>>>

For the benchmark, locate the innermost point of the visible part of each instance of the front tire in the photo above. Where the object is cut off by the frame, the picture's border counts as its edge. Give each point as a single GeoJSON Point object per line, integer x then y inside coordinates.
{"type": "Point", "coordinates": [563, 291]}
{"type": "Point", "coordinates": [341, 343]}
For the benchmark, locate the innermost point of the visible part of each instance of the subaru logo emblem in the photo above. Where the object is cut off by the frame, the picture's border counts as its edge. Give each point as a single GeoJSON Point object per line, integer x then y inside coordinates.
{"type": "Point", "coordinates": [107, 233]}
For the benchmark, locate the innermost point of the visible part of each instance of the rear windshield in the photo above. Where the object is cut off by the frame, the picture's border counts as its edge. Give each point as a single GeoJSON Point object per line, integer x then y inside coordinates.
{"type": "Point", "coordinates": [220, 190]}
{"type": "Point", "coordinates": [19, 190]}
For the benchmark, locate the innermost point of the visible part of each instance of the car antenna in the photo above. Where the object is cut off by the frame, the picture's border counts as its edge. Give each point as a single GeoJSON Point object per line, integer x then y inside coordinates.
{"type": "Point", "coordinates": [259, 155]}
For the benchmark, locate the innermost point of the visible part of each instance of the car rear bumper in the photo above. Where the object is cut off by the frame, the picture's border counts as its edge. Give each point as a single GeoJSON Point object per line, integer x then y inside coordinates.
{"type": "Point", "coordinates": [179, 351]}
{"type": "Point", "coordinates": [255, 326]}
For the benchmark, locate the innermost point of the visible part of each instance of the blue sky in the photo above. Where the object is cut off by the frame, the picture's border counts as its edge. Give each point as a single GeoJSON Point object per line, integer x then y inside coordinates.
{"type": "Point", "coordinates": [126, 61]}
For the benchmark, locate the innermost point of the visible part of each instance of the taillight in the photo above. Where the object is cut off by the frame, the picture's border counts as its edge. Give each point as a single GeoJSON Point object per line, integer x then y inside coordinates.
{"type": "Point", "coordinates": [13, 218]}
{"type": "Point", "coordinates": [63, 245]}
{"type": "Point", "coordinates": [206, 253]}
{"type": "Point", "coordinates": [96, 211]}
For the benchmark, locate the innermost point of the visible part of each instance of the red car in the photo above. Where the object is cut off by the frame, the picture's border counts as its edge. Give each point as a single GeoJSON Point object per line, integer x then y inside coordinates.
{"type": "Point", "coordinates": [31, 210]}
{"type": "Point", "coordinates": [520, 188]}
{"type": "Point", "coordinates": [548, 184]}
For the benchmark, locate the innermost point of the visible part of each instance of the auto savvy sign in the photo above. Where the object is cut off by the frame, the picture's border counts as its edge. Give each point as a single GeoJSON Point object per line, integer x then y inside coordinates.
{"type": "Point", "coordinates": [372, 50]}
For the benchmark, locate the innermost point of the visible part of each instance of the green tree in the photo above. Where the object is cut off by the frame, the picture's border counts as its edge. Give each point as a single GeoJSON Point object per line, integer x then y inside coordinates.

<<<

▶ WRITTEN INSTRUCTION: Set down every record above exactly as given.

▶ REPLY:
For the benchmark, locate the innermost point of the visible part of each instance of the front tire in the photo above. Where the object is cut off by the frame, the picture's border counts as its edge. Give each point as a single GeoJSON Point object per line, integer x then y inside coordinates.
{"type": "Point", "coordinates": [563, 291]}
{"type": "Point", "coordinates": [341, 343]}
For the benchmark, locate the innermost point of the visible part of each instance of the subaru logo emblem in the photo above. Where the object is cut off by the frame, the picture's border counts as its edge. Give each point as a single GeoJSON Point object per line, integer x then y inside coordinates.
{"type": "Point", "coordinates": [107, 233]}
For the benchmark, locate the innermost point of the visible part of each instance of the rear windshield in the photo above. Where the object is cut off by the frame, the picture's border counts as its edge. Give each point as a single GeoJSON Point object per line, integer x then y inside coordinates.
{"type": "Point", "coordinates": [220, 190]}
{"type": "Point", "coordinates": [19, 190]}
For the benchmark, locate the innermost point of the visible part of each instance of the car antenna in the photo above. Where the object is cut off by the frame, the picture's border counts as its edge. Give each point as a single GeoJSON Point object per line, integer x then y inside coordinates.
{"type": "Point", "coordinates": [259, 155]}
For the benchmark, locate the innermost point of the visible part of each instance of the car rear bumper in the photo above. Where the object is cut off by the frame, the picture's border counts as its edge. Give each point as a single GeoJSON Point object per line, integer x then y inside coordinates.
{"type": "Point", "coordinates": [179, 351]}
{"type": "Point", "coordinates": [255, 326]}
For the benchmark, locate the innermost point of the visible part of each instance of the blue sky in the photo above. Where the object is cut off by the frame, the picture's border counts as its edge. Give each point as a single GeoJSON Point object per line, integer x then y inside coordinates.
{"type": "Point", "coordinates": [126, 61]}
For the benchmark, locate the innermost point of the visible part of each instance of the taillight in the photo above. Where the object is cut off by the frame, the picture's border counts as its edge. Give each point as a single GeoJSON Point object per line, integer x then y inside coordinates.
{"type": "Point", "coordinates": [13, 218]}
{"type": "Point", "coordinates": [63, 245]}
{"type": "Point", "coordinates": [206, 253]}
{"type": "Point", "coordinates": [96, 211]}
For the benchmark, locate the innermost point of the visible part of each instance of the red car in the photo above. Where the object is cut off by the frame, the picture's border counts as its edge. Give each point as a single GeoJSON Point object per line, integer x then y inside coordinates.
{"type": "Point", "coordinates": [31, 210]}
{"type": "Point", "coordinates": [520, 188]}
{"type": "Point", "coordinates": [548, 184]}
For the benchmark, locate the innermost point of the visible part of each instance of the auto savvy sign in the photo above. Where the object is cut off by the frame, the picture's border counts as its edge. Give each point as a single GeoJSON Point object per line, integer x then y inside coordinates.
{"type": "Point", "coordinates": [372, 50]}
For the benchmark, locate the innermost point of the visible part of each instance of the green tree in the photo above. Where the object is cut off by the frame, the picture's border counts as its edge. Give each point as a single GeoJSON Point object per line, integer x then y inside coordinates.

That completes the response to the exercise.